**EXERCISE MATERIAL**
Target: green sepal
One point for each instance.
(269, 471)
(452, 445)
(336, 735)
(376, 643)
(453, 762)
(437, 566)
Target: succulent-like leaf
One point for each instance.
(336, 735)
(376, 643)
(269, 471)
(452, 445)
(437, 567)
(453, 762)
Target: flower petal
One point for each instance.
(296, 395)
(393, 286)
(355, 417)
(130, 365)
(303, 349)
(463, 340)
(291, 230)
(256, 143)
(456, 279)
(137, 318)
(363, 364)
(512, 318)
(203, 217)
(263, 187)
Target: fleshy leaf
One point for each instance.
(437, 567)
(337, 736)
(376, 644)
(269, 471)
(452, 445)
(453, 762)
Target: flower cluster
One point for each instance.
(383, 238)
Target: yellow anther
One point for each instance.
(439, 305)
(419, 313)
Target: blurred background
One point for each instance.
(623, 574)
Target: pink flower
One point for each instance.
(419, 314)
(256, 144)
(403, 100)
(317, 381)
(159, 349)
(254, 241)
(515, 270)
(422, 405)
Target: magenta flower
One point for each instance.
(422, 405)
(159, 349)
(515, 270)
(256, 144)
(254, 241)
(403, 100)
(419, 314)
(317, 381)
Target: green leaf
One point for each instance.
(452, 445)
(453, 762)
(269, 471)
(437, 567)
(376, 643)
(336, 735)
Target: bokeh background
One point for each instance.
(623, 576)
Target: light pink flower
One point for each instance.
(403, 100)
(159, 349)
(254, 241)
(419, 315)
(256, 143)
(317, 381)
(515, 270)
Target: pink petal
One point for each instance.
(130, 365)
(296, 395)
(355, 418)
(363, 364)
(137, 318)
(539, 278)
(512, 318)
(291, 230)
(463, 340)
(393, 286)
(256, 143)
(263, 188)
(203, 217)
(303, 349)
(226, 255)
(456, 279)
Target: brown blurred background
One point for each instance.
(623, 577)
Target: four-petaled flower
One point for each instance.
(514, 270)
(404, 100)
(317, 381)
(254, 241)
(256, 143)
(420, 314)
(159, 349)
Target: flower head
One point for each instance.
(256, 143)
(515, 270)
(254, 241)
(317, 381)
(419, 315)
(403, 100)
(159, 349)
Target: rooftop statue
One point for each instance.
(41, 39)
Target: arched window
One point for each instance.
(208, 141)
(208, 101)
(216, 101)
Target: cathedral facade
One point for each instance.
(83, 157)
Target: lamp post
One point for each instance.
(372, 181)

**TASK DIRECTIONS**
Give every entry again, character for character.

**WORKED SOLUTION**
Target: green sepal
One point for each instance.
(269, 471)
(452, 445)
(336, 735)
(376, 643)
(453, 762)
(437, 566)
Target: succulent-like leaf
One point for each instance.
(336, 735)
(376, 643)
(269, 471)
(452, 445)
(437, 567)
(453, 762)
Target: flower petal
One point for each instance.
(296, 395)
(393, 286)
(355, 417)
(130, 365)
(303, 349)
(463, 340)
(291, 230)
(256, 143)
(456, 279)
(137, 318)
(363, 364)
(512, 318)
(203, 217)
(263, 187)
Target: fleshy leaf
One point for each instance.
(437, 567)
(337, 736)
(376, 644)
(269, 471)
(452, 445)
(453, 762)
Target: flower cluster
One point for each instance.
(383, 238)
Target: yellow anther
One point for each instance.
(439, 305)
(419, 313)
Target: blurred background
One point for each instance.
(623, 574)
Target: pink flower
One point for each instance.
(419, 314)
(256, 144)
(403, 100)
(317, 381)
(159, 349)
(254, 241)
(515, 270)
(422, 405)
Target: magenta flower
One point for each instance.
(422, 405)
(159, 349)
(515, 270)
(256, 144)
(254, 241)
(403, 100)
(419, 314)
(317, 381)
Target: green leaf
One point for each instance.
(452, 445)
(453, 762)
(269, 471)
(437, 567)
(376, 643)
(336, 735)
Target: bokeh background
One point for each instance.
(623, 576)
Target: light pink flower
One point for each instance.
(403, 100)
(159, 349)
(254, 241)
(419, 315)
(256, 143)
(317, 381)
(515, 270)
Target: pink petal
One point for each instance.
(130, 365)
(296, 395)
(355, 418)
(363, 364)
(137, 318)
(539, 278)
(512, 318)
(291, 230)
(463, 340)
(393, 286)
(256, 143)
(263, 188)
(203, 217)
(303, 349)
(226, 255)
(456, 279)
Target: brown blurred background
One point for each instance.
(623, 577)
Target: four-petaled flower
One point for each instance.
(514, 270)
(404, 100)
(317, 381)
(254, 241)
(256, 143)
(420, 314)
(159, 349)
Target: flower head
One point for each instance.
(256, 143)
(515, 270)
(254, 241)
(317, 381)
(419, 315)
(403, 100)
(159, 349)
Target: rooftop statue
One point for each instance.
(41, 39)
Target: arched window
One point for each instance.
(208, 141)
(208, 101)
(216, 101)
Target: cathedral facade
One point for each instance.
(83, 157)
Target: lamp post
One point for each instance.
(372, 181)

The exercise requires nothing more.